Data supplied Start Marker

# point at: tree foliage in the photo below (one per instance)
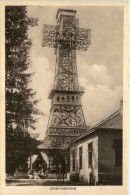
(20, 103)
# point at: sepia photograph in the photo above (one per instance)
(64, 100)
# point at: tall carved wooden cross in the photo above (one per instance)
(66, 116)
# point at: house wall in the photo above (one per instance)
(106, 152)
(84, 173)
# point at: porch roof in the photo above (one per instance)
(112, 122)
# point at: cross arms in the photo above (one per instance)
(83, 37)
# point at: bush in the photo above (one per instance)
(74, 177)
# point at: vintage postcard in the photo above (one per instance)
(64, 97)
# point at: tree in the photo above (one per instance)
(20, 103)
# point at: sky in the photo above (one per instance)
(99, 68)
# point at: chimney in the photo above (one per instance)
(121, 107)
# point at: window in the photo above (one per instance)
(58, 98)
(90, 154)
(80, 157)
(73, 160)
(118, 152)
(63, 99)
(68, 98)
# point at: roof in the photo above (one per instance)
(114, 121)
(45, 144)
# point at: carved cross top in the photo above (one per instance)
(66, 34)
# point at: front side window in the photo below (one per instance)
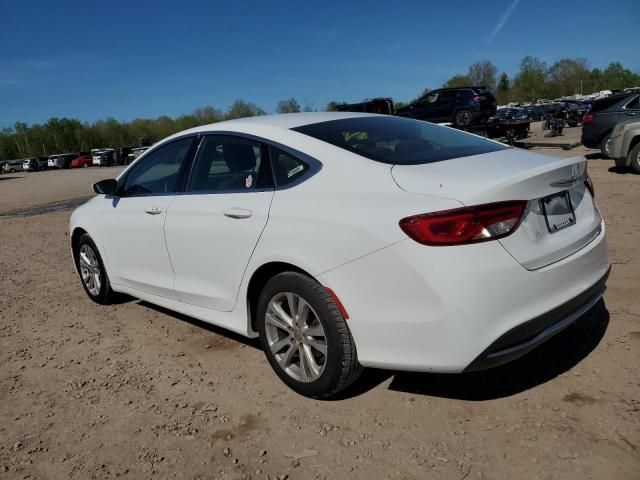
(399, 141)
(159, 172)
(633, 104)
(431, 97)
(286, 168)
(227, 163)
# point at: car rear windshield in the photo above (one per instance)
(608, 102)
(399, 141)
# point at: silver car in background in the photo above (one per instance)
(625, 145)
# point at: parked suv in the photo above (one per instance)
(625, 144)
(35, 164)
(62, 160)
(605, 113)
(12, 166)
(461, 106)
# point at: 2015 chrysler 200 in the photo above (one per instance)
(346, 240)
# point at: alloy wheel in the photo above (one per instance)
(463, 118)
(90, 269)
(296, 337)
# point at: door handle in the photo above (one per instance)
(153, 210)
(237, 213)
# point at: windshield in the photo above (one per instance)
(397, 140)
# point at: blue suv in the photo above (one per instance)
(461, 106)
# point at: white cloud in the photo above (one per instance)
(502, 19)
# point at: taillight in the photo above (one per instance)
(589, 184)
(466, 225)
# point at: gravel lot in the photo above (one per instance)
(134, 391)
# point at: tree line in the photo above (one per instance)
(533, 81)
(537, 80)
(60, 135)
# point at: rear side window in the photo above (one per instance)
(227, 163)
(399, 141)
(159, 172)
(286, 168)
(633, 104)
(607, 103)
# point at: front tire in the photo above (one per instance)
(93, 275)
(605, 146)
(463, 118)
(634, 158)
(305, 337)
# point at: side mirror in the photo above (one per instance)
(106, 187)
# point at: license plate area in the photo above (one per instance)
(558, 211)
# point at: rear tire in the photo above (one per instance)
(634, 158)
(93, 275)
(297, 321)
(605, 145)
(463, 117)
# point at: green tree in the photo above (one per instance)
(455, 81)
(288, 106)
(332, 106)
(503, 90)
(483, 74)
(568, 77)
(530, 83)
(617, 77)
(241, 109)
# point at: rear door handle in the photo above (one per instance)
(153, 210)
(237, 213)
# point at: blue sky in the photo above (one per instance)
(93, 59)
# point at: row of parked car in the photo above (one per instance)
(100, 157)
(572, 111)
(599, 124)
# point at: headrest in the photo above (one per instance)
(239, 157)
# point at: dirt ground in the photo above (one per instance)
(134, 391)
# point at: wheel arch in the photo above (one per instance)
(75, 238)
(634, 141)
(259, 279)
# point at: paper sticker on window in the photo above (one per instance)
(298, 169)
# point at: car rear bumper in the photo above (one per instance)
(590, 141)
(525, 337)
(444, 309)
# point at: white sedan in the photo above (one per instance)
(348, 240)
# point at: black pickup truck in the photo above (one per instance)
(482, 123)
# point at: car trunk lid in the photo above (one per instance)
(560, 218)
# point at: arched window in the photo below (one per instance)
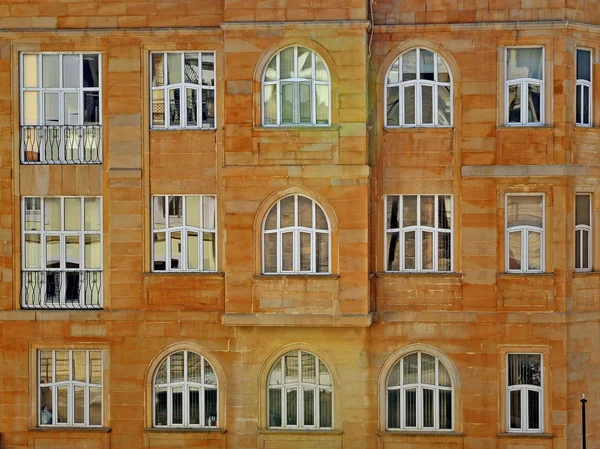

Data supplied End Marker

## Work instructions
Retype every record above exactly as written, but leave out the pictures.

## Answer for this exercise
# point at: tree foliage in the photo below (one per instance)
(20, 103)
# point at: sepia photograph in the photo above (one per instance)
(64, 100)
# point at: tall carved wooden cross in the photo above (one per instance)
(66, 116)
# point at: house wall in the photo above (one per instance)
(106, 152)
(84, 173)
# point at: porch roof in the photo above (one per instance)
(112, 122)
# point at: cross arms in the photo above (one per instance)
(83, 37)
# point at: bush in the photo above (one per instance)
(74, 177)
# point at: vintage postcard in the photo above (one per instance)
(64, 97)
# point at: tree in the photo above (one per instance)
(20, 103)
# point at: sky in the photo above (one per instance)
(99, 68)
# point at: chimney in the photo above (one per instance)
(121, 107)
# point at: window in the photo above (one per instance)
(58, 98)
(90, 154)
(80, 157)
(73, 160)
(118, 152)
(63, 99)
(68, 98)
# point at: roof in the photo above (one per instance)
(114, 121)
(45, 144)
# point at: carved cross top in the photo above (one per instance)
(66, 34)
# point at: front side window in the photo below (one per instance)
(399, 141)
(159, 172)
(633, 104)
(431, 97)
(286, 168)
(227, 163)
# point at: car rear windshield in the photo above (one per instance)
(608, 102)
(399, 141)
# point at: silver car in background in the photo above (one per instance)
(625, 145)
# point at: parked suv in the photo above (one per instance)
(625, 144)
(35, 164)
(62, 160)
(605, 113)
(12, 166)
(461, 106)
# point at: 2015 chrysler 200 in the photo above (one per instance)
(346, 240)
# point at: alloy wheel in the photo above (one per instance)
(463, 118)
(90, 269)
(296, 337)
# point at: door handle in the photo above (one per instance)
(153, 210)
(237, 213)
# point at: windshield in the photo above (one per instance)
(397, 140)
# point at: blue suv in the photo above (one per instance)
(461, 106)
# point at: white cloud in the photo above (one per instance)
(502, 19)
# point at: taillight in the photo above (one per instance)
(589, 184)
(466, 225)
# point at: gravel lot in the photo above (one per instance)
(134, 391)
# point at: tree line in the photo above (one per instance)
(533, 81)
(537, 80)
(60, 135)
# point at: rear side window in the photo above (one per instance)
(227, 163)
(399, 141)
(159, 172)
(286, 168)
(633, 104)
(607, 103)
# point at: front tire in the photo above (one per instance)
(93, 275)
(605, 146)
(463, 118)
(634, 158)
(305, 337)
# point at: side mirror in the photo above (one per instance)
(106, 187)
# point at: license plate area in the photo above (one per instance)
(558, 211)
# point at: rear tire in the photo above (one per instance)
(634, 158)
(93, 275)
(297, 321)
(605, 145)
(463, 117)
# point at: green tree in the photo above (one per instance)
(455, 81)
(288, 106)
(332, 106)
(503, 90)
(483, 74)
(568, 77)
(530, 83)
(617, 77)
(241, 109)
# point at: rear door handle in the photo above (one per instance)
(153, 210)
(237, 213)
# point at: blue sky in the photo above (one per instance)
(93, 59)
# point at: row of parked car in the photo above (one per instance)
(100, 157)
(572, 111)
(599, 124)
# point at: headrest in the photo above (one per instance)
(239, 157)
# point at: dirt ground in the photo above (one per instance)
(134, 391)
# point at: wheel arch in the photo above (one per instance)
(75, 238)
(634, 141)
(259, 279)
# point at: paper sticker on window in the photo above (one per instance)
(298, 169)
# point at: car rear bumper in the photo above (one per instance)
(590, 141)
(525, 337)
(444, 309)
# point at: white sedan in the photo above (one per instance)
(348, 240)
# point at: black pickup truck in the photo above (one per instance)
(482, 123)
# point at: car trunk lid in the photo above (one per instance)
(560, 218)
# point at: arched window in the photo below (one per instance)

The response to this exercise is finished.